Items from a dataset
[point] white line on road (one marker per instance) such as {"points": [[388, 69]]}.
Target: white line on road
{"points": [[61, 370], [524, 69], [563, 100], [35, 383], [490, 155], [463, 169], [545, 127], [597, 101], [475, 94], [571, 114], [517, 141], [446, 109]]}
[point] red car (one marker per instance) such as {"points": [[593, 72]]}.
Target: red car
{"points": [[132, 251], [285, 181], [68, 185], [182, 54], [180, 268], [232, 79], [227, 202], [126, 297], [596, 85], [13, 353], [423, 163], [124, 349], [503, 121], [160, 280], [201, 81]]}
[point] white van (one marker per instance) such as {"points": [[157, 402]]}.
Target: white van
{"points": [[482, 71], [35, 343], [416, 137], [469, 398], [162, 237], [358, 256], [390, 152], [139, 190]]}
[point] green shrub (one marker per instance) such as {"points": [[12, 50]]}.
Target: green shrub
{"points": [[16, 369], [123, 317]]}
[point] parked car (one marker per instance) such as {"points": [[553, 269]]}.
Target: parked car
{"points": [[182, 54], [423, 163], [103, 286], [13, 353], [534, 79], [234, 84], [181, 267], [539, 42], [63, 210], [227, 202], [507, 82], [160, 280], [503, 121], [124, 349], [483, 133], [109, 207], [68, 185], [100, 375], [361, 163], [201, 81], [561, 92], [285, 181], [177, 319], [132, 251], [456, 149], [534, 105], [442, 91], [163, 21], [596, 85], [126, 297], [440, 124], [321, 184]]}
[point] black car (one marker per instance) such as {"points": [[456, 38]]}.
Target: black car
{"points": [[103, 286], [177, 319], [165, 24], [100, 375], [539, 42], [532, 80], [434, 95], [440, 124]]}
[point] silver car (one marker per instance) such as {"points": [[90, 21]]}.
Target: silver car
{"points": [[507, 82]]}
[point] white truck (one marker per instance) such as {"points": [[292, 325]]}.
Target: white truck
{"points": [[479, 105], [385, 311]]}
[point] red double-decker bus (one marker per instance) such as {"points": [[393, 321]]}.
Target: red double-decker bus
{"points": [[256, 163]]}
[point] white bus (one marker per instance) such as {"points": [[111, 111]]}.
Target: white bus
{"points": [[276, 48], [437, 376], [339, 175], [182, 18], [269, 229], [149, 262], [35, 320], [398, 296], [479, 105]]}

_Short problem_: Repeat every line of the listing above verbatim.

_Complete answer_:
[point] white line on road (one marker per instance) such as {"points": [[388, 69]]}.
Target: white line on road
{"points": [[61, 370], [524, 69], [563, 100], [35, 383], [490, 155], [463, 169], [545, 127], [597, 101], [475, 94], [571, 114], [517, 141], [446, 109]]}
[point] red car (one marker per instance) such as {"points": [[593, 72]]}.
Target: red car
{"points": [[132, 251], [285, 181], [68, 185], [182, 54], [180, 268], [232, 79], [227, 202], [126, 297], [596, 85], [13, 353], [423, 163], [124, 349], [503, 121], [160, 280], [201, 81]]}
[point] white van (one marker per instance) such as {"points": [[157, 402]]}.
Target: white van
{"points": [[482, 71], [35, 343], [416, 137], [469, 398], [162, 237], [358, 256], [390, 152], [139, 190]]}
[point] green shrub (one marker per instance) such as {"points": [[12, 50]]}.
Target: green shrub
{"points": [[16, 369], [123, 317]]}
[point] parked car (one marker per instance) such as {"points": [[553, 269]]}.
Target: parked car
{"points": [[182, 54], [423, 163], [103, 286], [13, 353], [534, 79], [234, 84], [181, 267], [539, 42], [63, 210], [227, 202], [507, 82], [160, 280], [503, 121], [124, 349], [483, 133], [109, 207], [68, 185], [100, 375], [361, 163], [201, 81], [561, 92], [285, 181], [177, 319], [132, 251], [456, 149], [534, 105], [442, 91], [163, 21], [596, 85], [126, 297], [440, 124], [321, 184]]}
[point] black car (one marker per instance) such as {"points": [[456, 38]]}.
Target: black car
{"points": [[103, 286], [177, 319], [165, 24], [100, 375], [539, 42], [532, 80], [434, 95], [440, 124]]}
[point] silver car (one marker per instance) such as {"points": [[90, 21]]}.
Target: silver car
{"points": [[507, 82]]}
[point] white truck (one marker per instance) such as {"points": [[292, 325]]}.
Target: white truck
{"points": [[479, 105], [385, 311]]}
[point] red double-decker bus (one marker per instance) such as {"points": [[393, 321]]}.
Target: red double-decker bus
{"points": [[256, 163]]}
[point] white bus (one marker per instance) such as {"points": [[111, 111]]}.
Target: white bus
{"points": [[276, 48], [437, 376], [339, 175], [182, 18], [269, 229], [149, 262], [35, 320], [398, 296], [479, 105]]}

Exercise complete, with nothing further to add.